## What you need to do
Every entry must be copied word for word.

* begin *

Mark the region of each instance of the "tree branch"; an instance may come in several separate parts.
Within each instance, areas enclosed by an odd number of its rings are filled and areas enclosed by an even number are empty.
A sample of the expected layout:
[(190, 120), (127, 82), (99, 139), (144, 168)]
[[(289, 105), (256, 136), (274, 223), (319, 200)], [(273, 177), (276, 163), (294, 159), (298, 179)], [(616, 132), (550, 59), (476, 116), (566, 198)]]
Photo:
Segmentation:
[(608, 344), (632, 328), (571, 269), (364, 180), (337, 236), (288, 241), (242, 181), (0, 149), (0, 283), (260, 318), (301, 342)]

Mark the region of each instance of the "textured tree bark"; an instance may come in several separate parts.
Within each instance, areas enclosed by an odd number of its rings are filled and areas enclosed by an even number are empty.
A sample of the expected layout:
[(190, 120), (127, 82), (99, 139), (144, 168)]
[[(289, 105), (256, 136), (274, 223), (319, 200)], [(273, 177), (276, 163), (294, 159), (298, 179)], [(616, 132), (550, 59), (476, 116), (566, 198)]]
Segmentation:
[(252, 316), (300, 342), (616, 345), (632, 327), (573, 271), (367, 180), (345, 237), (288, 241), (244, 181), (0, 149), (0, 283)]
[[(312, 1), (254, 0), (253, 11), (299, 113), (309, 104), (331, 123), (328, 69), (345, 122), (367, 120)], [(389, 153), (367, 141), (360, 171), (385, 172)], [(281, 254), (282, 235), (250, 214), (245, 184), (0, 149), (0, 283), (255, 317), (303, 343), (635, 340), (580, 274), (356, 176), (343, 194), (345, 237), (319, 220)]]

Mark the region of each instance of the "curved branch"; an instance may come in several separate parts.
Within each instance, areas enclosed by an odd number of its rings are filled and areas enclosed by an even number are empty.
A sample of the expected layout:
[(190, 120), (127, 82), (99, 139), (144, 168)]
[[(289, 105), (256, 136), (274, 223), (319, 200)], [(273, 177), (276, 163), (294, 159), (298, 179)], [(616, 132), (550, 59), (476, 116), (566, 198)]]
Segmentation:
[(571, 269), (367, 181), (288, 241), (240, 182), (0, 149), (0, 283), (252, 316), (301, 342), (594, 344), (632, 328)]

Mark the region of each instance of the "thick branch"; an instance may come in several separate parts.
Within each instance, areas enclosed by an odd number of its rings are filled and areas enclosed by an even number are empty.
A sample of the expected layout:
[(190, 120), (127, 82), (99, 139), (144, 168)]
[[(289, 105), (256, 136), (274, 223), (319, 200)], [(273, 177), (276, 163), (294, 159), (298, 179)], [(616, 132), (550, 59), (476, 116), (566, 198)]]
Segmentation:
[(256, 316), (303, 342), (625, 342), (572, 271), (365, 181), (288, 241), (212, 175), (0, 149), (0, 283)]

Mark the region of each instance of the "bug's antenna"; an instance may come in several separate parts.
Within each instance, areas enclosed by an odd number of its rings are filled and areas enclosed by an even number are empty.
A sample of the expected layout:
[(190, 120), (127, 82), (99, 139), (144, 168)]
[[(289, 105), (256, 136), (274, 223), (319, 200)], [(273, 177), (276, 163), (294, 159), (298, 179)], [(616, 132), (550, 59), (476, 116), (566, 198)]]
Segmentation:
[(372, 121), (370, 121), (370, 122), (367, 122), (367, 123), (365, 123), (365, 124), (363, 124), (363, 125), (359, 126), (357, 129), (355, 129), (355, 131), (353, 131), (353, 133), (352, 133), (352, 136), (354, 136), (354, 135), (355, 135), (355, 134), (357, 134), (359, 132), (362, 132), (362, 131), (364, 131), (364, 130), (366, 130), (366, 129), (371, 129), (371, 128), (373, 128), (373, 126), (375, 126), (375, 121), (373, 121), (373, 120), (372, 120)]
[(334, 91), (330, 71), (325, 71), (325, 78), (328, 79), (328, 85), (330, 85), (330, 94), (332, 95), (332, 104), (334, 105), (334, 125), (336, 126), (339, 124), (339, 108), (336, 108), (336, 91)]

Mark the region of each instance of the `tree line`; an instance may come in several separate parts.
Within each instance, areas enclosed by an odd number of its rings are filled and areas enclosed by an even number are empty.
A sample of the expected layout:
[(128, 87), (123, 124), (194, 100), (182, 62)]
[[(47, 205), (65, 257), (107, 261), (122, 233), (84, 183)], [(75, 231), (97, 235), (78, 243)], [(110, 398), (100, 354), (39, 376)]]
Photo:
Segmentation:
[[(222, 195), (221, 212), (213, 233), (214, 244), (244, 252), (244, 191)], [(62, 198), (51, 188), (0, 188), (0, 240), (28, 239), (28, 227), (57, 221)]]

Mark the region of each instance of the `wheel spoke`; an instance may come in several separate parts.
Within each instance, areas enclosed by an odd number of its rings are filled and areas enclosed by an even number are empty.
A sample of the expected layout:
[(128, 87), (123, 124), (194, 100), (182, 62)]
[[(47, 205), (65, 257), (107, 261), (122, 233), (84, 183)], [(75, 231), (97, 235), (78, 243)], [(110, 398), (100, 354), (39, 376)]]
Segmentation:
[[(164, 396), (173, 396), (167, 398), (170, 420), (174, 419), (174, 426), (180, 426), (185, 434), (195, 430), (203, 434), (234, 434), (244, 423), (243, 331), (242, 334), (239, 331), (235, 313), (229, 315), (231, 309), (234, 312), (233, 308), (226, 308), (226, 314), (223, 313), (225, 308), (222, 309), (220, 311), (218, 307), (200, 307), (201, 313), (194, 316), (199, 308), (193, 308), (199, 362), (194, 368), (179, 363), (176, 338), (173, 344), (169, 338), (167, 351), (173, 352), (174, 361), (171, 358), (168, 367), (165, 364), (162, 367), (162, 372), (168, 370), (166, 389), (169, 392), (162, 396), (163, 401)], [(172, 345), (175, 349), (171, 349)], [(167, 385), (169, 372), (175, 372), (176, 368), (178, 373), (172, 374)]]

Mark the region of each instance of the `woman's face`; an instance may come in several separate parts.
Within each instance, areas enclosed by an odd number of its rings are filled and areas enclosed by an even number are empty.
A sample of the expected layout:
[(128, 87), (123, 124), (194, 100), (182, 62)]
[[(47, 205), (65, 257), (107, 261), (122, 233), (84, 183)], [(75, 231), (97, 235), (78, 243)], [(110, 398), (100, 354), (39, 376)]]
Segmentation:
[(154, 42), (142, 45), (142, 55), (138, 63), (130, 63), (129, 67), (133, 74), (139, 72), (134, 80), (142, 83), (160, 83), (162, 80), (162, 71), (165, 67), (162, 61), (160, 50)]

* end *

## Problem solution
Mark the region of each instance of the "tree branch"; an instance may come in several separate parts.
Within each instance, areas enclosed by an odd number of its rings are filled and areas enclosed by an even number are empty.
A sample of the expected layout:
[(190, 120), (127, 82), (99, 139), (144, 168)]
[[(289, 105), (256, 136), (274, 223), (319, 200)], [(273, 177), (276, 163), (294, 159), (298, 179)], [(616, 132), (550, 59), (476, 116), (566, 198)]]
Photo:
Segmentation:
[(608, 344), (632, 328), (571, 269), (364, 180), (337, 236), (288, 241), (242, 181), (0, 149), (0, 283), (260, 318), (301, 342)]

Mark the region of each instance of the "textured tree bark"; an instance may come in several separate parts.
Within each instance, areas enclosed by an odd number of its rings are filled and areas enclosed by an even number are empty.
A sample of the expected layout:
[(190, 120), (127, 82), (99, 139), (144, 168)]
[[(289, 105), (256, 136), (274, 223), (319, 200)], [(273, 177), (276, 163), (294, 159), (298, 179)], [(616, 132), (550, 59), (476, 116), (566, 198)]]
Segmentation:
[(252, 316), (300, 342), (616, 345), (632, 327), (573, 271), (367, 180), (345, 237), (288, 241), (244, 181), (0, 149), (0, 283)]
[[(312, 1), (254, 0), (253, 11), (299, 113), (309, 104), (331, 123), (328, 69), (345, 122), (367, 120)], [(389, 153), (367, 141), (360, 171), (385, 172)], [(281, 254), (282, 235), (250, 214), (245, 184), (0, 149), (0, 283), (255, 317), (303, 343), (635, 340), (580, 274), (356, 176), (343, 194), (345, 237), (319, 220)]]

Mark the region of each instance of the "curved branch"; an instance may come in several separate parts.
Within each instance, areas enclosed by an odd number of its rings are filled and areas enclosed by an even number are empty.
A sample of the expected layout:
[(190, 120), (127, 82), (99, 139), (144, 168)]
[[(289, 105), (256, 136), (274, 223), (319, 200)], [(273, 177), (276, 163), (294, 159), (298, 179)], [(616, 132), (550, 59), (476, 116), (566, 198)]]
Segmentation:
[(571, 269), (367, 181), (288, 241), (240, 182), (0, 149), (0, 283), (252, 316), (301, 342), (594, 344), (632, 328)]

Mark the region of each instance of the "thick branch"; an instance may come in several separate parts.
Within each instance, areas enclosed by an odd number of its rings are filled and areas enclosed by an even number are empty.
A sample of the expected layout:
[(190, 120), (127, 82), (99, 139), (144, 168)]
[[(289, 105), (256, 136), (274, 223), (319, 200)], [(273, 177), (276, 163), (294, 159), (298, 179)], [(616, 132), (550, 59), (476, 116), (566, 198)]]
Segmentation:
[(256, 316), (303, 342), (625, 342), (572, 271), (365, 181), (288, 241), (212, 175), (0, 149), (0, 283)]

Mark the region of each instance of the "bug's antenna"; an instance may come in several separate parts.
Within each instance, areas enclosed by an odd number of its rings are filled and areas enclosed by an even number are empty.
A sample of the expected layout:
[(190, 120), (127, 82), (99, 139), (144, 168)]
[[(289, 105), (256, 136), (274, 223), (319, 200)], [(273, 177), (276, 163), (294, 159), (298, 179)], [(616, 132), (550, 59), (476, 116), (566, 198)]]
Segmentation:
[(372, 121), (370, 121), (370, 122), (367, 122), (367, 123), (365, 123), (365, 124), (363, 124), (363, 125), (359, 126), (357, 129), (355, 129), (355, 131), (353, 131), (353, 133), (352, 133), (352, 136), (354, 136), (354, 135), (355, 135), (355, 134), (357, 134), (359, 132), (362, 132), (362, 131), (364, 131), (364, 130), (366, 130), (366, 129), (371, 129), (371, 128), (373, 128), (373, 126), (375, 126), (375, 121), (373, 121), (373, 120), (372, 120)]
[(334, 91), (330, 71), (325, 71), (325, 78), (328, 79), (328, 85), (330, 85), (330, 94), (332, 95), (332, 104), (334, 105), (334, 125), (336, 126), (339, 124), (339, 108), (336, 108), (336, 91)]

Mark the region of each instance of the `tree line`; an instance may come in several separate parts.
Within each instance, areas enclosed by an odd number of its rings are filled and areas enclosed by an even number are empty.
A sample of the expected layout:
[(128, 87), (123, 124), (194, 100), (182, 62)]
[[(47, 205), (65, 257), (107, 261), (122, 233), (84, 183)], [(75, 231), (97, 235), (78, 243)], [(110, 398), (100, 354), (39, 376)]]
Photo:
Segmentation:
[[(222, 195), (221, 212), (213, 233), (214, 244), (244, 252), (244, 191)], [(62, 198), (51, 188), (0, 188), (0, 240), (28, 239), (28, 227), (57, 221)]]

Mark the region of each instance of the `wheel spoke`; an instance may come in several separate parts.
Within each instance, areas enclosed by an odd number of its rings are filled and areas enclosed by an even number are empty.
A sample of the expected layout:
[(128, 87), (123, 124), (194, 100), (182, 62)]
[[(47, 205), (65, 257), (107, 261), (122, 233), (84, 183)], [(75, 231), (97, 235), (78, 243)], [(110, 398), (100, 354), (39, 376)]]
Segmentation:
[[(164, 396), (173, 396), (167, 398), (170, 420), (174, 419), (174, 426), (180, 426), (185, 434), (195, 430), (203, 434), (234, 434), (244, 423), (243, 331), (242, 334), (239, 331), (235, 313), (229, 315), (231, 309), (234, 312), (233, 308), (226, 308), (226, 314), (223, 313), (225, 308), (222, 309), (220, 311), (218, 307), (200, 307), (201, 313), (194, 316), (199, 308), (193, 308), (199, 362), (194, 368), (179, 363), (176, 338), (173, 344), (169, 338), (167, 351), (173, 352), (174, 361), (171, 358), (168, 367), (165, 364), (162, 367), (162, 372), (168, 370), (166, 389), (169, 392), (162, 396), (163, 401)], [(172, 345), (175, 349), (171, 349)], [(167, 385), (169, 372), (175, 372), (176, 368), (178, 373), (172, 374)]]

Mark the region of each instance of the `woman's face`; an instance may come in several separate parts.
Within each instance, areas enclosed by an odd number of its rings are filled and areas enclosed by an even number are empty.
A sample of the expected layout:
[(128, 87), (123, 124), (194, 100), (182, 62)]
[[(47, 205), (65, 257), (107, 261), (122, 233), (84, 183)], [(75, 231), (97, 235), (78, 243)], [(110, 398), (100, 354), (39, 376)]]
Segmentation:
[(154, 42), (142, 45), (142, 55), (138, 63), (130, 63), (129, 67), (133, 74), (139, 72), (134, 80), (142, 83), (160, 83), (162, 80), (162, 71), (165, 67), (162, 61), (160, 50)]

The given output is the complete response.